## The request:
Please pull out every line in the records below that contains the word "marking", matching case exactly.

## Data lines:
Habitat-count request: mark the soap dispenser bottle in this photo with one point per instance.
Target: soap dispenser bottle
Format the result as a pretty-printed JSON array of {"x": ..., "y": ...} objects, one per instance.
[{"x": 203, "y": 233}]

---

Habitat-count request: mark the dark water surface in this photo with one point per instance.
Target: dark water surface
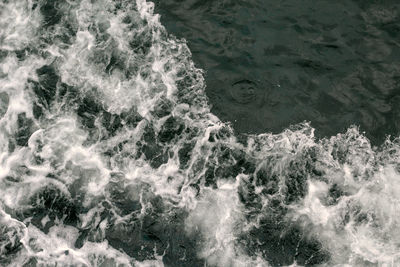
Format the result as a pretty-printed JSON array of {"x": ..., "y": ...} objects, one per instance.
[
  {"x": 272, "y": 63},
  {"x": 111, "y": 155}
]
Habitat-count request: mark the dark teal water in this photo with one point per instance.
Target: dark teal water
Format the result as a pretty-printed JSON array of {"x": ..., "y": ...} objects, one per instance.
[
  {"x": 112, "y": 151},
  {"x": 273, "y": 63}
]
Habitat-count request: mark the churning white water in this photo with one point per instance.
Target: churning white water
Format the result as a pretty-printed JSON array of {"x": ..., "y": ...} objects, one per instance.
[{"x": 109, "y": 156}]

...

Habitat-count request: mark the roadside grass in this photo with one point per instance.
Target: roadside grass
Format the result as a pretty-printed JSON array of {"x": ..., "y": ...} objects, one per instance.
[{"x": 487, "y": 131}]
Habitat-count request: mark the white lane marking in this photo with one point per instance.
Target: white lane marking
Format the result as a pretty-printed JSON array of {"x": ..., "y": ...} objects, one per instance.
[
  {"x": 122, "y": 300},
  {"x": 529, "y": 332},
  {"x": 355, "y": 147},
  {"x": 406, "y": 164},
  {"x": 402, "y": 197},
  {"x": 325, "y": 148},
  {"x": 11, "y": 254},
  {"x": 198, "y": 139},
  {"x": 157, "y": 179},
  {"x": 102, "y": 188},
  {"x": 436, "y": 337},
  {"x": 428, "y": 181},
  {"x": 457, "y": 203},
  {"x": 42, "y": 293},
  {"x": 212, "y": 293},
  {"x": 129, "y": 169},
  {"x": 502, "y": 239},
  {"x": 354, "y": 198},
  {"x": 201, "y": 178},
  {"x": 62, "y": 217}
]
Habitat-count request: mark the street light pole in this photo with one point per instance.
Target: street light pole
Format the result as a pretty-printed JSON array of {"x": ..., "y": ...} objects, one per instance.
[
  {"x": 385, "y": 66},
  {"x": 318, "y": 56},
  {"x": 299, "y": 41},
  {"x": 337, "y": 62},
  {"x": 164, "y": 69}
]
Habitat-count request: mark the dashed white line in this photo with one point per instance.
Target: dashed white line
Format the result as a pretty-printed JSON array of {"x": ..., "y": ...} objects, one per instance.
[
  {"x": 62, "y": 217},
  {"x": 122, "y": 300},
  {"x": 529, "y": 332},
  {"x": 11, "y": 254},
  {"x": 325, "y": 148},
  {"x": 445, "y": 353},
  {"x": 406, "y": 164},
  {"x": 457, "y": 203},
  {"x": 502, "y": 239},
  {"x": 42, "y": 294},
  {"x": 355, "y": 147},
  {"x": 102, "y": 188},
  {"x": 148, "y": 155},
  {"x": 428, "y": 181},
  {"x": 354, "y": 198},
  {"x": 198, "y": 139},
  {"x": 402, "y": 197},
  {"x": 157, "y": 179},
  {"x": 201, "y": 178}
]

## Response to this exercise:
Habitat-count request: mark the white lane marking in this photo with one point per instance.
Target: white lane marking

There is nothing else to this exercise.